- _Exercise requirements_:
1. Answer these from the passage on Iranian scholars and Iranology:
(a) What sum did many of the Iranians who turned up spend to pay for the trip?
(b) What reply did the participant get when he gave the purpose of his trip in his exit visa application?
(c) At which university was the centenary of Iranian Studies held?
2. Resume the passage on Iranian scholars and Iranology from its last sentence onward.

Many of the Iranians who
turned up had dipped into their pockets to dish out an amount equivalent
to one year's salary, to pay for the trip, for they know they cannot
progress well without meaningful exchange with other scholars.
Nor did they pay any attention to the presence
of a big man with a beard who roamed through the halls without
ever attending a lecture and who seemed to be there for the purpose
of stalking participants from Iran and to report on their activities
there. A telling example of opposing factions at odds in Iran.
On the
one hand are those who are keen to study their heritage and to
draw edifying lessons, and on the other are those who ignore or
much worse, denigrate their heritage for their immediate gains.
Their numbers are dwindling, but the problems they cause increase
in proportion.
One participant who was asked, upon application
for his exit visa, to state the purpose and destination of his
trip and duly replied that it was to attend a European gathering
of Iranologists, was met with the despicable reply, "Iranology
is dead". With the newfound courage of a generation of Iranians
who do not let mullas tell them what to think, he valiantly countered:
"Never has it been more alive than it is now, thanks to you and
your likes." And
the likes of the former are on the defensive nowadays, even within
the government itself which happens to have a department devoted
to Iranshenasi under the leadership of one of the few
enlightened men in their midst.
Later in October, a delegate of the latter
(where on earth do they find so many seyeds to fill the top posts?),
who was sent to inaugurate the centenary of Iranian Studies at
the University of Goettingen, Germany, went so far as to say that
every Iranian is always perforce an Iranshenas, in a limitless
field.

- _Data lines_:
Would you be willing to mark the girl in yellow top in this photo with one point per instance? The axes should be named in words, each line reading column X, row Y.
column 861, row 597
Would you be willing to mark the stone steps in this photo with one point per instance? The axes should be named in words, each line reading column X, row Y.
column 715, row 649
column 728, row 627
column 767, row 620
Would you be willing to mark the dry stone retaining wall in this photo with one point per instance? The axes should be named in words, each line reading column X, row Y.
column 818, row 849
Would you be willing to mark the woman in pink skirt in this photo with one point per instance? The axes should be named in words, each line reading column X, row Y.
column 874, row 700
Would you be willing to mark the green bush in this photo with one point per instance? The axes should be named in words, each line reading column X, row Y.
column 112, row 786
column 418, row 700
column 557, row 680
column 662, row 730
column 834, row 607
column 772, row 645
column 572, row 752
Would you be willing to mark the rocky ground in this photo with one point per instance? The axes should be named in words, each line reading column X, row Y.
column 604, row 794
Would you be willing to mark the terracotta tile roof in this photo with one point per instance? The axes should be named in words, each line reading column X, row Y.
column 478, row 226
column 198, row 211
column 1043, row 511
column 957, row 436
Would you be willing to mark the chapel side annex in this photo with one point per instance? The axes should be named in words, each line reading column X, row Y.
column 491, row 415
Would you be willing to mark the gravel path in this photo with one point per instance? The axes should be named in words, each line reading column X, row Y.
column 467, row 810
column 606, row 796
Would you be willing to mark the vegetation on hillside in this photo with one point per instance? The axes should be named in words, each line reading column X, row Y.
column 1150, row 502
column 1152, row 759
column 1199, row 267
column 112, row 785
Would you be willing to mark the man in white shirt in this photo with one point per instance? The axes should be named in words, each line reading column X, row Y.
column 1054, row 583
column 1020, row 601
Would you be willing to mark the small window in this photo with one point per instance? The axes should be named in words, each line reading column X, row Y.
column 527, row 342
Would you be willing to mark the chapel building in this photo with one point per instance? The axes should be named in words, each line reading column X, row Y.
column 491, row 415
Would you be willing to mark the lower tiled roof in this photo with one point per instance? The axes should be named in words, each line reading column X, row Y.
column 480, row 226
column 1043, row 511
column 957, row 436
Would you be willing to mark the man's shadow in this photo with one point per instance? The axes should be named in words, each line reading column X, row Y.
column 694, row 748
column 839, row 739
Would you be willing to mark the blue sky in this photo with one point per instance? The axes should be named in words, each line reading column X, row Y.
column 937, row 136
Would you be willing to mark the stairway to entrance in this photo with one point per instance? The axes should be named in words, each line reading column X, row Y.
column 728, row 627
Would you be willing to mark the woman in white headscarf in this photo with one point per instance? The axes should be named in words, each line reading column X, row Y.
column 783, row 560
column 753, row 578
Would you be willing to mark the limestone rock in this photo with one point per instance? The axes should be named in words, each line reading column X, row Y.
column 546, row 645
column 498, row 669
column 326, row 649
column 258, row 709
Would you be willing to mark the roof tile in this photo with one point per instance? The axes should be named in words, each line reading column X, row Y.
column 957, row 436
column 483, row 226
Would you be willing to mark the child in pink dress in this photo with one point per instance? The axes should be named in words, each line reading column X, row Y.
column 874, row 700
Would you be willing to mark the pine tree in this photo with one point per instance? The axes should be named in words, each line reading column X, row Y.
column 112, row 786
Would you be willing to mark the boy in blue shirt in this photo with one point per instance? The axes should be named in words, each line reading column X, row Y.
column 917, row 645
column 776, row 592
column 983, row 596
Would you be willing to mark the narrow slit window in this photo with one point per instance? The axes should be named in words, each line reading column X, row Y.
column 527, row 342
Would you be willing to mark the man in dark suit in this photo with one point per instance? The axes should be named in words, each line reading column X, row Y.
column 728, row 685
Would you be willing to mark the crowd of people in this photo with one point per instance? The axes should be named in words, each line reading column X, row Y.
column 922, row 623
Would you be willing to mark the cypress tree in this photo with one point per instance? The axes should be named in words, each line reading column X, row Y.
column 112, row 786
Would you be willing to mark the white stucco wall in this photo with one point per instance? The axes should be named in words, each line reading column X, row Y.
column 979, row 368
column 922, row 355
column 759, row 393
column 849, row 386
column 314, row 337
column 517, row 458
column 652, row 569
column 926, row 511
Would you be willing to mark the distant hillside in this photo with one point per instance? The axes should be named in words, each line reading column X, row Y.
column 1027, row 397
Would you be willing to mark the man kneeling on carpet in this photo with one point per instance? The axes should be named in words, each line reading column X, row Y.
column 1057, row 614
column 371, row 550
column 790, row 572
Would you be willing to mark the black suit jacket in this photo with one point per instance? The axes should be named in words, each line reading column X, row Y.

- _Exercise results_:
1.
(a) An amount equivalent to one year's salary.
(b) "Iranology is dead."
(c) The University of Goettingen, Germany.

2.
From bits and pieces of information gathered on these two occasions,
one gets the impression that scholars are victimized less by concerted
policy than by virtue of haphazard decisions motivated by a range
of petty motivations such as greed and envy. Those who occupy seats
of authority without related merit or qualifications, rake in as
much as they can while the going is still good for their likes.
They are relics of the past.
A totally different picture emerges
when one talks with the young and scholarly of Iran. The ones who
turned up in Ravenna, a dozen men and women, some of them very
young, others more mature, some of them very good and some mediocre,
some of them novices speaking poor English but trying their best
to take up the challenge without official support, were involved
with just about every aspect of our evolution, from the paleolithic
to recent events.
They represent the future to which they are giving
a new shape in their minds. They have given much though to the
future of Iran, a different future in which the constituent elements
of our culture will not be cast out so much as recast, recomposed
and blended with newer elements. They have little respect for the
outdated gurus like Al-e Ahmads, Kasravis, or Shariatis whom they
deem to be anachronistic and insufficiently informed.
Never has there been a more questioning youth in our whole history
and this will eventually affect not only the premises on which
society is built, but also the people who are placed in positions
of authority without any intrinsic merit and therefore are envious
of those who are praised for good work both within Iran and abroad.
It may not be by chance that the best are harassed.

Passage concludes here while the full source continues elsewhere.